*Teks yang Diberikan*
# # # #

الإِجْتِهَادِ لَا يَنْقِدَ بِالْإِجْتِهَاد
“Ijtihad tidak bisa dibatalkan oleh
ijtihad lainnya.”
Contoh
kaidah: Apabila dalam menentukan arah kiblat, ijtihad pertama tidak sama dengan ijtihat ke dua, maka digunakan ijtihad
ke dua. Sedangkan ijtihad pertama
tetap sah sehingga tidak memerlukan pengulangan pada raka’at yang dilakukan dengan ijtihad
pertama. Dengan demikian, seseorang mungkin saja melakukan shalat empat raka’at dengan menghadap arah yang
berbeda pada setiap raka’atnya.
اَلْضَرُوْرَاتُ تَبِيْحَ الْمُحُظُوْرَاتٌ
“Kondisi darurat memperbolehkan
sesuatu yang semula dilarang.”
Contoh
kaidah: Ketika dalam perjalan dari Sumatra ke pondok pesantren An-Nawawi,
ditengah-tengah hutan Kasyfurrahman alias Rahman dihadang oleh segerombolan
begal, semua bekal Rahman habis dirampas oleh mereka, karenanya mereka pergi
tanpa memperdulikan nasib Rahman nantinya, lama-kelamaan Rahman merasa
kelaparan dan dia tidak bisa membeli makanan karena bekalnya sudah tidak ada
lagi, tiba-tiba ada seekor babi. Namun Rahman bertindak sigap dengan melempar
babi tersebut dengan sebatang kayu runcing yang dipegangnya. Kemudian tanpa
pikir panjang, Rahman langsung menguliti babi tersebut dan kemudian makan dagingnya
untuk sekedar menghilangkan rasa laparnya.

# # # #

*Bahan yang Diberikan*
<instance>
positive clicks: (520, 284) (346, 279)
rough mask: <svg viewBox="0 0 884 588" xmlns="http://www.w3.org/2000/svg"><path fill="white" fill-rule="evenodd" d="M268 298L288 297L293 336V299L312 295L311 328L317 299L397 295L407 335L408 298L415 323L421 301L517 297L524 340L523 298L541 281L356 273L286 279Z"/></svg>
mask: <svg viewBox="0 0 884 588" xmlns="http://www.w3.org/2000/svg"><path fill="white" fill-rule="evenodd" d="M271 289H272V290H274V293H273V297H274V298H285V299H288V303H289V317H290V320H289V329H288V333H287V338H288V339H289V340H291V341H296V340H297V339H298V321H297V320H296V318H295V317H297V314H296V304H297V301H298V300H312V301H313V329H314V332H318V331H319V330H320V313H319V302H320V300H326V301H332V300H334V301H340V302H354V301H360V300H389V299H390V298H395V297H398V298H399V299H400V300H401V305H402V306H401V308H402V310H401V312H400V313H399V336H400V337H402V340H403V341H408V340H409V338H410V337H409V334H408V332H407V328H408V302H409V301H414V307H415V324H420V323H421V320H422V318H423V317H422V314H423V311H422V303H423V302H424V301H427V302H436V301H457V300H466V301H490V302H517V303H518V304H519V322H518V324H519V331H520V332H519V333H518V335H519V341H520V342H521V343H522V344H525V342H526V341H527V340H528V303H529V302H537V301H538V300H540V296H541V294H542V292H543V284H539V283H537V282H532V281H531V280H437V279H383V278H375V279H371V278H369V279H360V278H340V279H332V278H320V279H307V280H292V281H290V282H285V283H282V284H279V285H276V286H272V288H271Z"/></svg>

# # # #

*Petunjuk Tugas*
Dalam teks tentang kaidah ijtihad dan kondisi darurat, ijtihad mana yang dipakai untuk menentukan arah kiblat kalau ijtihad pertama tidak sama dengan ijtihad kedua?

*Hasil Tugas*
Ijtihad kedua.